* [Supplied data]
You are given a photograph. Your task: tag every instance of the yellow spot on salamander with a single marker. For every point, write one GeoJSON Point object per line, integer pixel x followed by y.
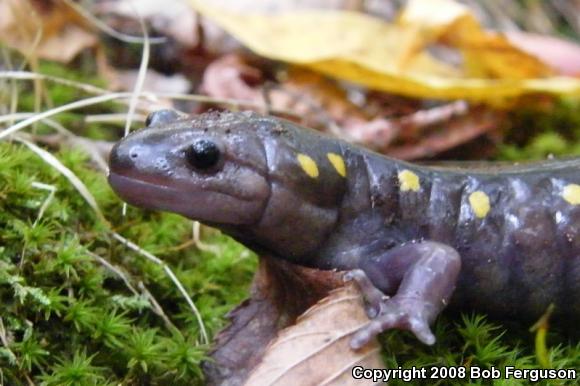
{"type": "Point", "coordinates": [338, 163]}
{"type": "Point", "coordinates": [571, 194]}
{"type": "Point", "coordinates": [479, 202]}
{"type": "Point", "coordinates": [409, 181]}
{"type": "Point", "coordinates": [308, 165]}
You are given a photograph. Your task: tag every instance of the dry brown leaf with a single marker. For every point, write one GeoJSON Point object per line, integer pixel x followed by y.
{"type": "Point", "coordinates": [394, 57]}
{"type": "Point", "coordinates": [315, 350]}
{"type": "Point", "coordinates": [280, 293]}
{"type": "Point", "coordinates": [49, 30]}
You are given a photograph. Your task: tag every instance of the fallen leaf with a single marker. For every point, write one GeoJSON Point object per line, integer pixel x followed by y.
{"type": "Point", "coordinates": [562, 55]}
{"type": "Point", "coordinates": [315, 350]}
{"type": "Point", "coordinates": [394, 57]}
{"type": "Point", "coordinates": [280, 293]}
{"type": "Point", "coordinates": [49, 30]}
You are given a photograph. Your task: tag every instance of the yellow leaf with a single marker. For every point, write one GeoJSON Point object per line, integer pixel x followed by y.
{"type": "Point", "coordinates": [394, 57]}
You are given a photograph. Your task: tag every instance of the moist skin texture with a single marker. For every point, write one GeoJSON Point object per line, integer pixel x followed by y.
{"type": "Point", "coordinates": [505, 241]}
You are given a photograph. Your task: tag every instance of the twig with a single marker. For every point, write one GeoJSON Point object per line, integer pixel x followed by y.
{"type": "Point", "coordinates": [110, 31]}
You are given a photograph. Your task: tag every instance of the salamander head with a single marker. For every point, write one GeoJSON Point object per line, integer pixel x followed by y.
{"type": "Point", "coordinates": [265, 181]}
{"type": "Point", "coordinates": [211, 168]}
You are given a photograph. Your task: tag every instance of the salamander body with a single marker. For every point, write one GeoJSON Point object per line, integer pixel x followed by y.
{"type": "Point", "coordinates": [506, 241]}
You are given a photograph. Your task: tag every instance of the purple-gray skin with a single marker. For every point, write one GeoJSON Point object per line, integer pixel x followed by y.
{"type": "Point", "coordinates": [505, 241]}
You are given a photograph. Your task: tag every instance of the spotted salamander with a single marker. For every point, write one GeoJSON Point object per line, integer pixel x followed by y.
{"type": "Point", "coordinates": [414, 238]}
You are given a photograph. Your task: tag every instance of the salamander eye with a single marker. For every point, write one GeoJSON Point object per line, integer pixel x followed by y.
{"type": "Point", "coordinates": [203, 154]}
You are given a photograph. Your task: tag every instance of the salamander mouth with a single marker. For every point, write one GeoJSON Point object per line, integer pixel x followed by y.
{"type": "Point", "coordinates": [197, 204]}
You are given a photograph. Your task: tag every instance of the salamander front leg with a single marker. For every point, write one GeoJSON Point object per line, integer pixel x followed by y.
{"type": "Point", "coordinates": [421, 276]}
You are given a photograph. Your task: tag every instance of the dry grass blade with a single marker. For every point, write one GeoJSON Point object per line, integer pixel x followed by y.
{"type": "Point", "coordinates": [150, 96]}
{"type": "Point", "coordinates": [173, 278]}
{"type": "Point", "coordinates": [51, 191]}
{"type": "Point", "coordinates": [57, 110]}
{"type": "Point", "coordinates": [110, 31]}
{"type": "Point", "coordinates": [68, 174]}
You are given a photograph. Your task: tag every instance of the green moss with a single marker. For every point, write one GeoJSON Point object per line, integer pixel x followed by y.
{"type": "Point", "coordinates": [68, 319]}
{"type": "Point", "coordinates": [536, 133]}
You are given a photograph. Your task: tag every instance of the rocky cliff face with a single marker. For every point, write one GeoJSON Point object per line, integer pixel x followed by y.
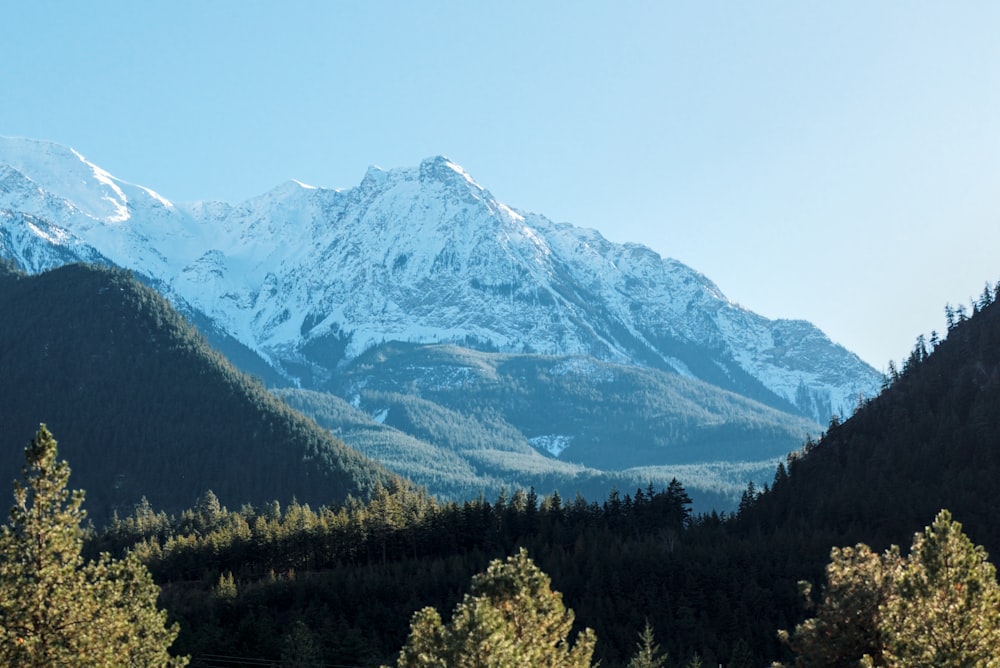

* [Task objective] Extract only the lines from the line containing "the dry grass" through the final line of the listing above, unchanged; pictures stay out of the copy.

* [Solved problem]
You are given a photograph. Your task: tag every instance of the dry grass blade with a single marker. For every point, write one GeoJSON Point object per line, integer pixel x followed by y.
{"type": "Point", "coordinates": [150, 96]}
{"type": "Point", "coordinates": [173, 278]}
{"type": "Point", "coordinates": [51, 191]}
{"type": "Point", "coordinates": [57, 110]}
{"type": "Point", "coordinates": [110, 31]}
{"type": "Point", "coordinates": [68, 174]}
You are given a photograph. Your task: tag every instance of the green moss with a single marker. For every point, write one GeoJSON Point object per line, integer pixel x followed by y.
{"type": "Point", "coordinates": [68, 319]}
{"type": "Point", "coordinates": [536, 133]}
You are given a photograph. Your task: tag every instance of the rocky cliff face with a single marker. For every point, write one GeoJSON Point object per line, integer pixel x followed by y.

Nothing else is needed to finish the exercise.